Passage to read —
________________________

One of his favorite activities involved reciting poetry on Robert Frost walks. He’d stop at
- stone walls—Something there is that doesn’t like a wall…
- two diverging roads—I took the one less traveled by, and that has made all the difference.
- snowy woods—The woods are lovely, dark and deep, but I have promises to keep, and miles to go before I sleep.
I always wished I could tuck Alfred in my back pocket while exploring woods and fields. What bird is that? I’d ask. Or this flower…or fern…or……..
He loved the Lord, and sibling-couple get-togethers were special times of laughter, shared stories, Bible reading and prayer.

________________________

Records for this exercise —

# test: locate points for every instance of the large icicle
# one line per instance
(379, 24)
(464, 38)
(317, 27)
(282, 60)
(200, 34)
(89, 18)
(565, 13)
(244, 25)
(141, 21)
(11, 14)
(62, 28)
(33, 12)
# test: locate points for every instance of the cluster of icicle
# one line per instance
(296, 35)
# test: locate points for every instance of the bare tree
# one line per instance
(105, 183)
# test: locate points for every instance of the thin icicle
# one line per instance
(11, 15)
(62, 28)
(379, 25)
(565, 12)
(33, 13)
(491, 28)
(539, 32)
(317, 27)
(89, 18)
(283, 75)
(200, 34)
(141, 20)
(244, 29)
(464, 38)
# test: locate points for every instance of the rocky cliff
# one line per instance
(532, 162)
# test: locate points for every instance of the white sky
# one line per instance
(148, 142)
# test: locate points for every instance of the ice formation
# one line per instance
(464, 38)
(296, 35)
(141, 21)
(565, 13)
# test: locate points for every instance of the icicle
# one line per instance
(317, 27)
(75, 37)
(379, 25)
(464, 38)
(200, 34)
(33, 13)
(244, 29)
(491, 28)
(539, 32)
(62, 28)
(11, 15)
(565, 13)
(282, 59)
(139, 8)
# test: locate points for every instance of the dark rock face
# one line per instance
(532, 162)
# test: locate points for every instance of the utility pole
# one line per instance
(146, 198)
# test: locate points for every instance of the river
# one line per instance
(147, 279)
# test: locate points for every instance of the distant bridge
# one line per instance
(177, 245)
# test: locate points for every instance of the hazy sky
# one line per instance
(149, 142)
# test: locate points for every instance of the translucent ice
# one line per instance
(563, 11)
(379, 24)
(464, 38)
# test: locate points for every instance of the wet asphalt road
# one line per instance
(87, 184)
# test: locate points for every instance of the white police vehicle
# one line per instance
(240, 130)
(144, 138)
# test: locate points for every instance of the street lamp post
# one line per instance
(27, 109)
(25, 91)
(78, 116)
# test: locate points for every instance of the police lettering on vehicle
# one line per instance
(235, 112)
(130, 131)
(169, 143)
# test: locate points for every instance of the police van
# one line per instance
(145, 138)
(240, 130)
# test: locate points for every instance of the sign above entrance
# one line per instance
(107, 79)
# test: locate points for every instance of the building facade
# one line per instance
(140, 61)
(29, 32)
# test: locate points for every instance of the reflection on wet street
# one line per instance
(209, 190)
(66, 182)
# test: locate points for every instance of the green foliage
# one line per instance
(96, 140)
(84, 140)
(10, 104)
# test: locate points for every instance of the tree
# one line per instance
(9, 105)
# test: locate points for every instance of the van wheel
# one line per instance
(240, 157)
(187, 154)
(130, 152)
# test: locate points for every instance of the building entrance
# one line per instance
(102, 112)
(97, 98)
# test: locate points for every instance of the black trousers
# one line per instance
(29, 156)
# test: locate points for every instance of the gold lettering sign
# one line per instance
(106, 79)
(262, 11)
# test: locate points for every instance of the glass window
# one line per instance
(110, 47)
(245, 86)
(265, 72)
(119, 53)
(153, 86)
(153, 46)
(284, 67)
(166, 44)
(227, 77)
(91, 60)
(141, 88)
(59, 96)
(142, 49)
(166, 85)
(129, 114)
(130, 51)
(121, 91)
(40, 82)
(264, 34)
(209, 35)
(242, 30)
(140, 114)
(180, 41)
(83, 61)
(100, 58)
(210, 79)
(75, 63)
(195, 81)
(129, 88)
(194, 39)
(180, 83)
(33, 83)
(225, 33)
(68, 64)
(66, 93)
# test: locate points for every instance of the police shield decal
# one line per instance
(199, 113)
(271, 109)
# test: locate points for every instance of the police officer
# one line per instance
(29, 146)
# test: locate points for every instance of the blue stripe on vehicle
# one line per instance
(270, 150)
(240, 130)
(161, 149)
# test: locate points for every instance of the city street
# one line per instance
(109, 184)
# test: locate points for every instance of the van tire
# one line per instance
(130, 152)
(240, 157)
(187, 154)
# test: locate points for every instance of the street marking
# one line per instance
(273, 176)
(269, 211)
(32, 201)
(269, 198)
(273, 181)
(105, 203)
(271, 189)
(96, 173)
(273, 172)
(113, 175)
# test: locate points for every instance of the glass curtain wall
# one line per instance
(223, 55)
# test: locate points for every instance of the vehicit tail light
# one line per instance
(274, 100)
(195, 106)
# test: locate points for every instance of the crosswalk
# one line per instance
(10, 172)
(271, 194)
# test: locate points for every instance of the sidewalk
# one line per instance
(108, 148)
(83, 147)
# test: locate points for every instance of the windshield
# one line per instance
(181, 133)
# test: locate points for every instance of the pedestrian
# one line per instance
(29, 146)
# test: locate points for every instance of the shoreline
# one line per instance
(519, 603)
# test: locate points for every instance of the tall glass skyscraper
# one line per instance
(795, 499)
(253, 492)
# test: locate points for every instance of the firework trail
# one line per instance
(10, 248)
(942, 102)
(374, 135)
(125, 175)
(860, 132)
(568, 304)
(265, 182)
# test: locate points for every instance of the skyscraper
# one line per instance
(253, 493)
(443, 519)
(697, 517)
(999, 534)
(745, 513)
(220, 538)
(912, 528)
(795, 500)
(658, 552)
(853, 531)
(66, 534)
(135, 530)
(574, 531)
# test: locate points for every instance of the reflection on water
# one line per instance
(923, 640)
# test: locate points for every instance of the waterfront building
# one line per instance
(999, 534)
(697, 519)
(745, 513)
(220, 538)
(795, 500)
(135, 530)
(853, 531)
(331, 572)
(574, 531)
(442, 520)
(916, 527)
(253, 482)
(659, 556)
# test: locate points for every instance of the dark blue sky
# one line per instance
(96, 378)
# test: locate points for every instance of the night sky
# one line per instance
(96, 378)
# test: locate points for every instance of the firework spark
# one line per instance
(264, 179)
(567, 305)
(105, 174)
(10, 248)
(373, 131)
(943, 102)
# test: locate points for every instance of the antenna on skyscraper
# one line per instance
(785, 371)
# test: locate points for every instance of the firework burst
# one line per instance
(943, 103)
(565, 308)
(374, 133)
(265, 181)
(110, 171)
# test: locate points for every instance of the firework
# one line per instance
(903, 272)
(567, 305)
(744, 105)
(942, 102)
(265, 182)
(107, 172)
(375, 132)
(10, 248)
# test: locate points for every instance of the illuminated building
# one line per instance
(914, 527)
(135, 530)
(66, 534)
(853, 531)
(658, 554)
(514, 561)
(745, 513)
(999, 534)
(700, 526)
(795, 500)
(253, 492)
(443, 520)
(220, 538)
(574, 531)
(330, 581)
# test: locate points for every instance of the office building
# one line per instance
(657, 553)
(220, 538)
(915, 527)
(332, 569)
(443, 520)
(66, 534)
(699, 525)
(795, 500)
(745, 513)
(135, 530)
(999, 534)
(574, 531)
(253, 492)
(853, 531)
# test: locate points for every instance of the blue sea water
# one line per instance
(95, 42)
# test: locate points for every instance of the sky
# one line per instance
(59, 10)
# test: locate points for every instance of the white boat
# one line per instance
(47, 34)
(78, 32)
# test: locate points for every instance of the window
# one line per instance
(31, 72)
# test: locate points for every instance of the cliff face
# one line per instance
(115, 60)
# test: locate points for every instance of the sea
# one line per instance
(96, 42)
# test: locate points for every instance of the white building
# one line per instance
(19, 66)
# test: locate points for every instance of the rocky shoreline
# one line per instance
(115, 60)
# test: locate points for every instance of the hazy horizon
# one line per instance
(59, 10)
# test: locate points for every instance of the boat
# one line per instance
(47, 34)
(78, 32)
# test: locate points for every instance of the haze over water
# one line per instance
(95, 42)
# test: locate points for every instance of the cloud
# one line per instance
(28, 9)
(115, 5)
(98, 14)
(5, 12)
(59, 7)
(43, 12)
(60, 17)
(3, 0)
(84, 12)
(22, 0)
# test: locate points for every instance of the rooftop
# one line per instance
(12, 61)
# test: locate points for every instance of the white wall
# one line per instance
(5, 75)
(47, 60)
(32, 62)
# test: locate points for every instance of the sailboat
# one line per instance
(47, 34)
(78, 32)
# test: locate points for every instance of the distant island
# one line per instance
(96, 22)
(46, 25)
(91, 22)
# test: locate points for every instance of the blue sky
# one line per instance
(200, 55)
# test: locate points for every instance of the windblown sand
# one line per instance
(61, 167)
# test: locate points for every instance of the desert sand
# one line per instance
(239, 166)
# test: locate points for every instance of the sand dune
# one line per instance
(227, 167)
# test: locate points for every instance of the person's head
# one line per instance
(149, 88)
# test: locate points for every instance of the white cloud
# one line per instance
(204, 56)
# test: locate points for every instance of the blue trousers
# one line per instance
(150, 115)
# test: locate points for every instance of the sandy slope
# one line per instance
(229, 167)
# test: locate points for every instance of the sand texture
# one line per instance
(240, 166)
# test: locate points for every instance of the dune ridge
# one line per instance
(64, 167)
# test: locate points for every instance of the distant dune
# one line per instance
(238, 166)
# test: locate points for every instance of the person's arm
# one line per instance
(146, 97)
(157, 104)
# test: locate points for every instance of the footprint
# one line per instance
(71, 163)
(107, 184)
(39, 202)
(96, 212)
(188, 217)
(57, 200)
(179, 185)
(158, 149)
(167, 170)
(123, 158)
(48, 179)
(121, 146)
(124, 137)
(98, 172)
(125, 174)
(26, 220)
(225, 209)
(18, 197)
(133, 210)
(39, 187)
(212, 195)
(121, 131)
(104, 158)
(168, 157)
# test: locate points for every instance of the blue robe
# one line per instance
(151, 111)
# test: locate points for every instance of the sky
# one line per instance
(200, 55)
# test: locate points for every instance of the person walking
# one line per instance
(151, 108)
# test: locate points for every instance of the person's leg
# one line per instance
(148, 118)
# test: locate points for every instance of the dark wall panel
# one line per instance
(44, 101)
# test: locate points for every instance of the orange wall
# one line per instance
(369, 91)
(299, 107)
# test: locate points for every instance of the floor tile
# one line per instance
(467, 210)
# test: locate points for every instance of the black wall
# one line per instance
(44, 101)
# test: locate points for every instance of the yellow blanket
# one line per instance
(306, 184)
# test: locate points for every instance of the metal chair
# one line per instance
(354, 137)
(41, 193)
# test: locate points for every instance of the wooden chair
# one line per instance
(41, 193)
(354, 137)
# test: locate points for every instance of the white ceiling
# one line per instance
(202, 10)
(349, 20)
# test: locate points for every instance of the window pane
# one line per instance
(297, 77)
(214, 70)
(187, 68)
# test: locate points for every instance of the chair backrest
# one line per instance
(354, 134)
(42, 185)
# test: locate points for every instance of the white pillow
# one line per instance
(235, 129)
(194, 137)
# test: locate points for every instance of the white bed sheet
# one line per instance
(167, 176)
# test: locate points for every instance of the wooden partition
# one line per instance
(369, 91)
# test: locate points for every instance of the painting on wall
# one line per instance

________________________

Required task A — Recast the records as a JSON list of strings, one per line and with blank lines omitted, beginning at the line that has "# test: locate points for every instance of the painting" and stopping after the final line of the records.
Required task B — Continue the remembrance of Alfred from the point where it stops.
The remembrance of Alfred and the records are unrelated pieces of material.

Reply A —
[
  "# test: locate points for every instance of the painting on wall",
  "# one line per instance"
]

Reply B —
The three sibs entertained assorted crowds with their childhood dishwashing routine, alternating lines from Lewis Carroll’s “The Walrus and the Carpenter”:
‘The time has come,’ the Walrus said,
‘To talk of many things:
Of shoes—and ships—and sealing wax—
Of cabbages—and kings—
And why the sea is boiling hot—
And whether pigs have wings.’
We did talk of many things, with brother Alfred planted deep in my heart. My tears have watered this blog . . . . but I can’t quite forgive him for up and dying in a matter of hours, in full health at age 91. We fully expected he’d outlive us all!
One day…one day…he’ll give lectures on the fruit trees along the River of Life.